WHAT THE TASK ASKS: Count the lines in the items below that contain the string "long", treating uppercase and lowercase letters as distinct. Give only the number.

=-=-=

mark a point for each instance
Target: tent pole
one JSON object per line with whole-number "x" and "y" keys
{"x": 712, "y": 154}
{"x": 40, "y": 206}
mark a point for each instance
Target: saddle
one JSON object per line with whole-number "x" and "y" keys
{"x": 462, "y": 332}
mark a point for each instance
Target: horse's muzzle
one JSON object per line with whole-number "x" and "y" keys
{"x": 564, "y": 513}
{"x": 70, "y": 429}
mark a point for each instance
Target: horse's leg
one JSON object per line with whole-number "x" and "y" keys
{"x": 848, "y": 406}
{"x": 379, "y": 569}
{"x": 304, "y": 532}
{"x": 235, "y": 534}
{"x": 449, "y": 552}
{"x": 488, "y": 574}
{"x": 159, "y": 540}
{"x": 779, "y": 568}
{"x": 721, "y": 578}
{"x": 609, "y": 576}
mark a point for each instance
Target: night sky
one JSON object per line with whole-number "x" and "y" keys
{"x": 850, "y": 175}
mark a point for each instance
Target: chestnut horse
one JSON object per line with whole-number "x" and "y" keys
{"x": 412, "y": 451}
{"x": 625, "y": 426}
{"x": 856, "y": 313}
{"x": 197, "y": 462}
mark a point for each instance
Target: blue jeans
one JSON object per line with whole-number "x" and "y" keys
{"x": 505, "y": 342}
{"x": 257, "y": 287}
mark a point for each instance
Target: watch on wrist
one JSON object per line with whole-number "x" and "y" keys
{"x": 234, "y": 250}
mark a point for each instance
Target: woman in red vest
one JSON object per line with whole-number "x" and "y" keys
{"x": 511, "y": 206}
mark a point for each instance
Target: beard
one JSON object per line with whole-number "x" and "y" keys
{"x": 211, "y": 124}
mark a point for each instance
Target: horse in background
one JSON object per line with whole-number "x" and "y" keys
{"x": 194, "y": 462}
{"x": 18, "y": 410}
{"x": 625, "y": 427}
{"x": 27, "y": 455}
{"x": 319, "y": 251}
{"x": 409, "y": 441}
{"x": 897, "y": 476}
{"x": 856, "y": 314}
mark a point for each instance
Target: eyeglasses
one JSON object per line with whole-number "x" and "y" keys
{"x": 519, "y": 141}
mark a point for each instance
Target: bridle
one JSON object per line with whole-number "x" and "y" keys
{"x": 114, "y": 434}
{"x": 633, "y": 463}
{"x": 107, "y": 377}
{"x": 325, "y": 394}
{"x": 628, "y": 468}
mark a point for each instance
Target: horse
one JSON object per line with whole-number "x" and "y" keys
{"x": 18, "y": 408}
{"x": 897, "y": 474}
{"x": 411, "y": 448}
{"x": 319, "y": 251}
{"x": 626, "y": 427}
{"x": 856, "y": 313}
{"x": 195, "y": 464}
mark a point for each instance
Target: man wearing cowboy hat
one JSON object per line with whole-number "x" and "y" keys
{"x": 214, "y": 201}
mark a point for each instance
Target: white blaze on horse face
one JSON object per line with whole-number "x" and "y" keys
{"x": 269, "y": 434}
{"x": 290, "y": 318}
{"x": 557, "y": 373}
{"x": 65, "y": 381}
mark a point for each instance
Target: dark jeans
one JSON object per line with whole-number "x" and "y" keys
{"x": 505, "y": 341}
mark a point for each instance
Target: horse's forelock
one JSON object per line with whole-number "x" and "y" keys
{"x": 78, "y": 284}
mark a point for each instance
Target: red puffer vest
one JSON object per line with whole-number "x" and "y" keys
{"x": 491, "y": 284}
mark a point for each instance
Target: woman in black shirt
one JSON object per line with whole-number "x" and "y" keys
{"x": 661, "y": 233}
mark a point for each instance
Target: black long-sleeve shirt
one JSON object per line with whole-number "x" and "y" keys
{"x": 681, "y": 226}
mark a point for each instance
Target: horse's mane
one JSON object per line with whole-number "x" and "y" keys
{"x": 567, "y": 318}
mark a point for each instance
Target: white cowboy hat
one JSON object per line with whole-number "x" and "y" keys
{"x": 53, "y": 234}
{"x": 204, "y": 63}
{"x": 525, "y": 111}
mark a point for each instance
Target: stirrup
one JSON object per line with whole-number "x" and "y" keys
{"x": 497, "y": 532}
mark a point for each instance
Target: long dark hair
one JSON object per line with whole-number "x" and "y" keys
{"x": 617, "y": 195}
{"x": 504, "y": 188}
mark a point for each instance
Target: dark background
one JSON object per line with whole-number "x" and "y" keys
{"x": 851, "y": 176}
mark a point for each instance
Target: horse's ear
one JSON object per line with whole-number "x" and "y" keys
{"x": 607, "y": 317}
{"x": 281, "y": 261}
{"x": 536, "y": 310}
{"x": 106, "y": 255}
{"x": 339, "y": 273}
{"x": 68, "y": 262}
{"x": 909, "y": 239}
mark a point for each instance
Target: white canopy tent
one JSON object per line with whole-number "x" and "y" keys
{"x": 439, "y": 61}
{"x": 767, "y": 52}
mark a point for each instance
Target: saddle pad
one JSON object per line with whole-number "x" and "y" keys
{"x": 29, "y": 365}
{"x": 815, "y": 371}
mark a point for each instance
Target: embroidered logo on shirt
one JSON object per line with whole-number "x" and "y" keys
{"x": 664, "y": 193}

=-=-=

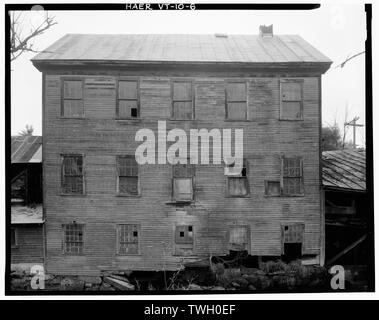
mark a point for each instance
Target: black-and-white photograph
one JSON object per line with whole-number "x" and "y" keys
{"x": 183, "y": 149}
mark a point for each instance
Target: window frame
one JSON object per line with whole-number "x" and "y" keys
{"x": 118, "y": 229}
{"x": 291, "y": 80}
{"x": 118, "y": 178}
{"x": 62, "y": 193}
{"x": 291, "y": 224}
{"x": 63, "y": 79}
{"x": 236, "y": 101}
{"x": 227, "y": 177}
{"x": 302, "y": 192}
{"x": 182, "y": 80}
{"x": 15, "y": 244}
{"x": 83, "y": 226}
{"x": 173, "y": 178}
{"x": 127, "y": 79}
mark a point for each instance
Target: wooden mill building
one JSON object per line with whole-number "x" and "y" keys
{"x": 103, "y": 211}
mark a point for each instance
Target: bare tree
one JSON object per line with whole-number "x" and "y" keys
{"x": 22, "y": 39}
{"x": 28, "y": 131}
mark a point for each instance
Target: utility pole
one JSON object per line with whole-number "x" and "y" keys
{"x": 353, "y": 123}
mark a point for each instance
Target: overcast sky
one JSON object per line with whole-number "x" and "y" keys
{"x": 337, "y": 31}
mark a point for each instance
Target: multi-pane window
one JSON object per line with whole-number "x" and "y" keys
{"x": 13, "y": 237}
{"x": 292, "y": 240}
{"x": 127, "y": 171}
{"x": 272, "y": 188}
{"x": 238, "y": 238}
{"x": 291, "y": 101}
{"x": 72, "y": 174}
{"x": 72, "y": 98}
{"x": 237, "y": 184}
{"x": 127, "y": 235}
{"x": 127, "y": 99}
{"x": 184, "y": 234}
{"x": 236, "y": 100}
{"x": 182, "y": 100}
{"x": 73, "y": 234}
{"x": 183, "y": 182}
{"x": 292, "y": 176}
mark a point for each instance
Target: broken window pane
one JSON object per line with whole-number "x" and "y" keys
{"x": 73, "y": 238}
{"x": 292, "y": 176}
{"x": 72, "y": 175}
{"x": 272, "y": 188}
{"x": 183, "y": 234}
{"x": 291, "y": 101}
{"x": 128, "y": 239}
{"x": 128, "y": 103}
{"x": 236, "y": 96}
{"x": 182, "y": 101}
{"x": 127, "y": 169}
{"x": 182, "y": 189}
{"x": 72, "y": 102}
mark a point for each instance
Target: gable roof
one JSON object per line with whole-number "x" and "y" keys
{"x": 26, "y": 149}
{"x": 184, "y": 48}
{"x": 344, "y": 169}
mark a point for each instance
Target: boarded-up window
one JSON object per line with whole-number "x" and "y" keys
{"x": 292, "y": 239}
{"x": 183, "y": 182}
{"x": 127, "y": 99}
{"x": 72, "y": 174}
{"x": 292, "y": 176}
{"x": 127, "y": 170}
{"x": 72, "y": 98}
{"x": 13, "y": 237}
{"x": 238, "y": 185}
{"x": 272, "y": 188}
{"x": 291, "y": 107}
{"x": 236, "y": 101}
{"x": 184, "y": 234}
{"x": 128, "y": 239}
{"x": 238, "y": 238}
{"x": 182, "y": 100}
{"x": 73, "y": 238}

=-=-=

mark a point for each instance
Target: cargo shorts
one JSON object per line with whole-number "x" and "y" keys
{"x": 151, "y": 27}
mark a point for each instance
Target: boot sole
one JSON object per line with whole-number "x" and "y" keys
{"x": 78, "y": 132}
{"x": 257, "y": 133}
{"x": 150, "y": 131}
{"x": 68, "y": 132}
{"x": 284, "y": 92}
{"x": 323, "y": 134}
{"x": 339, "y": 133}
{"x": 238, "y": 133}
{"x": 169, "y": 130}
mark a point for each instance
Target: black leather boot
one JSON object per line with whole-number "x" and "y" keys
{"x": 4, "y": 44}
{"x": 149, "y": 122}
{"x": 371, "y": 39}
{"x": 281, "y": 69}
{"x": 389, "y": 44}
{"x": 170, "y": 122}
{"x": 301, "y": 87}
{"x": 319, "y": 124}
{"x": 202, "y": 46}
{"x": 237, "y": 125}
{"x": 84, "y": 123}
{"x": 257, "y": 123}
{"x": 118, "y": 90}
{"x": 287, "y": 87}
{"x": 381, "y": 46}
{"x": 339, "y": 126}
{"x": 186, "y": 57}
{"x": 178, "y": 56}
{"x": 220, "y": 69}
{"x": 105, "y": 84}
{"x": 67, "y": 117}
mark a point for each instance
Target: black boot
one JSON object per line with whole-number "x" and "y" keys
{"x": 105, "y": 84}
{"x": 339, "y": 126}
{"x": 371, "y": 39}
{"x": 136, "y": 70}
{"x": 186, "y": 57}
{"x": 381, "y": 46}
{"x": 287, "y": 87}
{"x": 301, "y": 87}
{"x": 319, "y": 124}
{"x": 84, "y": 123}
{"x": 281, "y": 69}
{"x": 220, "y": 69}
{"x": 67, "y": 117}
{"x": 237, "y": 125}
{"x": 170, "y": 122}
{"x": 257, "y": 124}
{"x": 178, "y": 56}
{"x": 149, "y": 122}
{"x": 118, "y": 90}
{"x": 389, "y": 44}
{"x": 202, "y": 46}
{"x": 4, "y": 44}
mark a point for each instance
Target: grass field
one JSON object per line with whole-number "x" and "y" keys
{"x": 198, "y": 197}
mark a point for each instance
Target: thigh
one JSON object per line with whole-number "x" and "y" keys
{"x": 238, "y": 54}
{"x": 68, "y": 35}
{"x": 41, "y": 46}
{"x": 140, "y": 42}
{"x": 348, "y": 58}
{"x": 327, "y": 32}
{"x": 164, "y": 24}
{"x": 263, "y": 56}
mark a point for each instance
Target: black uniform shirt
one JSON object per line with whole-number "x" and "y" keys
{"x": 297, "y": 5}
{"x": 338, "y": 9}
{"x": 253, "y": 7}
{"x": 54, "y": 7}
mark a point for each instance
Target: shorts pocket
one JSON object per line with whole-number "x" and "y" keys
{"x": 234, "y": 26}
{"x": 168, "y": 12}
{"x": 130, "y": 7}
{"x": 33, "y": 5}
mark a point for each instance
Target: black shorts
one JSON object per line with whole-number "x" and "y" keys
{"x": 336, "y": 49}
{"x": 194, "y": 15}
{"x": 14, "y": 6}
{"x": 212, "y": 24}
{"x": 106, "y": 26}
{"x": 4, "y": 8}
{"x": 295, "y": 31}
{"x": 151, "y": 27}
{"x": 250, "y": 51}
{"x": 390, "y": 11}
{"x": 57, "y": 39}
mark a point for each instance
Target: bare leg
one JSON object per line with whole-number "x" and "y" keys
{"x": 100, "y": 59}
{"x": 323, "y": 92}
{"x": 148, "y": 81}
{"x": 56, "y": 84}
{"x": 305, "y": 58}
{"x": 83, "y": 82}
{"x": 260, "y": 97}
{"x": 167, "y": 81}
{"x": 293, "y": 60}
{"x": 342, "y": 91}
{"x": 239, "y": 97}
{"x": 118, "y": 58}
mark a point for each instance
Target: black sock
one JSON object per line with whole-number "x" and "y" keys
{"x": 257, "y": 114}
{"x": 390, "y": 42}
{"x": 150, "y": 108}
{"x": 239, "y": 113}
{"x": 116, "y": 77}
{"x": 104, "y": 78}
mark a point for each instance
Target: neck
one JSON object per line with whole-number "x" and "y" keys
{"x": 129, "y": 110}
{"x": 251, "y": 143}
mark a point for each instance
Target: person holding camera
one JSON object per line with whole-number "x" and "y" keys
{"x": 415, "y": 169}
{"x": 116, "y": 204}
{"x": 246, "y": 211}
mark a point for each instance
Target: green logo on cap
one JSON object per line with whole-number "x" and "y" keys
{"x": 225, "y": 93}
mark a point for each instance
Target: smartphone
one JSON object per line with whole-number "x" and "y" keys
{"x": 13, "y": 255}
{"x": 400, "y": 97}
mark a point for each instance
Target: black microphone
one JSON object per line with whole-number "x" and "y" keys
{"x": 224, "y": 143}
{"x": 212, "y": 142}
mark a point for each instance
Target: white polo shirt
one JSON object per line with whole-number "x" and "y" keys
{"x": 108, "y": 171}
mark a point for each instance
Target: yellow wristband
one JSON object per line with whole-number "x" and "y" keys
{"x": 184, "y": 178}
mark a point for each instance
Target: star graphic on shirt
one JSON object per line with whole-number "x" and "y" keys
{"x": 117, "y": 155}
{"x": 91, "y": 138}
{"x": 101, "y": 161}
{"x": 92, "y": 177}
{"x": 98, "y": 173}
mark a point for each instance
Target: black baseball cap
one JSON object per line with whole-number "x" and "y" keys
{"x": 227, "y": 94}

=-=-=

OUTPUT OF THE EXERCISE: 2